### WORK TO DO
Reproduce the lines of the records below, from the line containing "For a UI automation task, identify the soybean" through the end of the records, with every character unchanged.

### DATA FOR PROCESSING
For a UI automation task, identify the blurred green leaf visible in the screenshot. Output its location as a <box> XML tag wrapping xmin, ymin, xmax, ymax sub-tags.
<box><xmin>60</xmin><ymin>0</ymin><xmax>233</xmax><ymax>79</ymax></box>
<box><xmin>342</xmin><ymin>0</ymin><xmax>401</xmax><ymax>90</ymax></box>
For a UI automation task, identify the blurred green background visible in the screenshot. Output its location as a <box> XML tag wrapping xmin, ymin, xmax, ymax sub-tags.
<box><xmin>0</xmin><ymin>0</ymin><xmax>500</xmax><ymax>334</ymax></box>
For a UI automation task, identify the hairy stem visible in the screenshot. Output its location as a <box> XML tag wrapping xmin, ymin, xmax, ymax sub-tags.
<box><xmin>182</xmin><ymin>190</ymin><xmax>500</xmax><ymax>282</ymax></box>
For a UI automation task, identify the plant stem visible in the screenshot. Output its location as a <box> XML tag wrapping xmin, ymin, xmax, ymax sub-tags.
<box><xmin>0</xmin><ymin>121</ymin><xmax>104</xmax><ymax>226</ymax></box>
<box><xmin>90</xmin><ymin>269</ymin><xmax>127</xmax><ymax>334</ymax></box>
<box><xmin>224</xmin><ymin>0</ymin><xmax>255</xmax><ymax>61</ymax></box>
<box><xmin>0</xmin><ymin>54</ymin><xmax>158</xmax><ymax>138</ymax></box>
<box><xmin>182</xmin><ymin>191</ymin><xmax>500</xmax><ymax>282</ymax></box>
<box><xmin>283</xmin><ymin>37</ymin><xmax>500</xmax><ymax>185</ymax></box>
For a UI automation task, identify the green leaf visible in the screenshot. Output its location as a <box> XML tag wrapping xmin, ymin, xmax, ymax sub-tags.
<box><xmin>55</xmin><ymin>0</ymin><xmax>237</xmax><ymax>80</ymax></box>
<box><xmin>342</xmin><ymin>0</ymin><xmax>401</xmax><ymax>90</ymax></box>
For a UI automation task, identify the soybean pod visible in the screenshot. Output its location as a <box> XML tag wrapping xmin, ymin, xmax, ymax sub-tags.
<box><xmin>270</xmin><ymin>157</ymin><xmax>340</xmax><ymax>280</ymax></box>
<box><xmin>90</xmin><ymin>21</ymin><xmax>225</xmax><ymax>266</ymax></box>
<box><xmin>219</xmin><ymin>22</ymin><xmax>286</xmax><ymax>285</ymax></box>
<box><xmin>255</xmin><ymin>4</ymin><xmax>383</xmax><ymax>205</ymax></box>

### WRITTEN SOLUTION
For a UI automation task, identify the soybean pod visible in the screenshot. Output its location as a <box> XML tag wrapping xmin, ymin, xmax, ymax sub-tags.
<box><xmin>270</xmin><ymin>157</ymin><xmax>340</xmax><ymax>280</ymax></box>
<box><xmin>90</xmin><ymin>21</ymin><xmax>225</xmax><ymax>266</ymax></box>
<box><xmin>219</xmin><ymin>22</ymin><xmax>286</xmax><ymax>285</ymax></box>
<box><xmin>255</xmin><ymin>4</ymin><xmax>383</xmax><ymax>205</ymax></box>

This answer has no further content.